_WORK REQUIRED_
Would you transcribe each of the entries exactly, with nothing added or dropped?

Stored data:
---

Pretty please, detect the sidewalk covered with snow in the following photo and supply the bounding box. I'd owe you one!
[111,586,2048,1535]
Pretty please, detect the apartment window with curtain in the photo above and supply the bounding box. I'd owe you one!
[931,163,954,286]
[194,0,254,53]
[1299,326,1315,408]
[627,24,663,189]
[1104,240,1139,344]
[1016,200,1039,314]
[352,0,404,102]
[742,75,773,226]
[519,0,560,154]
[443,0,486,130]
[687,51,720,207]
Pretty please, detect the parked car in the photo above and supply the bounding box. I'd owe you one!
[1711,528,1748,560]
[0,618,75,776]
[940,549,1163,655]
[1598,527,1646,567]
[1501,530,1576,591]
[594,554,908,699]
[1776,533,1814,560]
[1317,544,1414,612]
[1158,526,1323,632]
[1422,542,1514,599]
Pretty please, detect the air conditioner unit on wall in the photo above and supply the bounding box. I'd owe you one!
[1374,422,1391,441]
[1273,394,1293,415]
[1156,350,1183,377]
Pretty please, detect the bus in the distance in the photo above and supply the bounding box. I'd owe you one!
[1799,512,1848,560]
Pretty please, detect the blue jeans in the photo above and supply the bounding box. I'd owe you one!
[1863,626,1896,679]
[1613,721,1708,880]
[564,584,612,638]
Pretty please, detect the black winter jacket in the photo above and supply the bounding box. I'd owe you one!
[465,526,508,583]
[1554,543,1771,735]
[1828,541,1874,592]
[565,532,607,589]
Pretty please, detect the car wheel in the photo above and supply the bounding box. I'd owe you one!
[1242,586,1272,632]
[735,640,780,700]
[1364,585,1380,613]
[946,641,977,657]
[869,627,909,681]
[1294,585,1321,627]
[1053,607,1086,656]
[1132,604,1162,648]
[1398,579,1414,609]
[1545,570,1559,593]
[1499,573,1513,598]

---

_ANSWER BOX_
Pretty please, detect the sidewalk covered with snow in the following photo and supply the bounding box. I'd owe you one!
[111,586,2048,1535]
Pretty please, detect the apartment window with curtain in the photo above and supply the bounding box. I'd owe you one!
[931,163,954,286]
[194,0,254,53]
[1299,326,1315,408]
[627,24,663,189]
[1104,240,1139,344]
[1016,200,1039,314]
[352,0,404,102]
[742,75,773,226]
[519,0,560,154]
[443,0,486,130]
[687,51,720,207]
Pretty please, detect the parked car in the photo above and supply the bounding box. I'd owe you one!
[1711,528,1748,560]
[0,618,75,776]
[940,549,1163,655]
[1598,527,1646,567]
[1501,530,1576,591]
[594,554,908,699]
[1776,533,1814,560]
[1317,544,1414,612]
[1158,526,1323,632]
[1422,542,1514,599]
Pretty please, detect the air conditioner unit on wall in the photo above and supply the bounding box. I'd owe you one!
[1374,422,1391,441]
[1273,394,1293,415]
[1156,350,1183,377]
Pretty please, detect the bus in the distance in the photo above and supply the bounding box. I'd owe you one!
[1799,512,1848,560]
Pretty please, detect the blue jeans in the photo above and supply the bounding box. I'd owe you one!
[1863,626,1896,679]
[1613,721,1708,880]
[564,584,612,638]
Pretty please, detect the black winter jacket in the photo above and supply the bounding box. I'd owe you one!
[465,526,508,583]
[1554,543,1771,735]
[1828,541,1874,592]
[565,532,607,589]
Pretty please, detect the car wheel in the photo above and supply the bounding box. I'd owe you one!
[1242,586,1272,632]
[735,640,780,700]
[1364,585,1380,613]
[946,641,977,657]
[869,627,909,681]
[1294,585,1321,627]
[1053,607,1086,656]
[1132,604,1162,648]
[1398,579,1414,609]
[1545,570,1559,593]
[1499,573,1513,598]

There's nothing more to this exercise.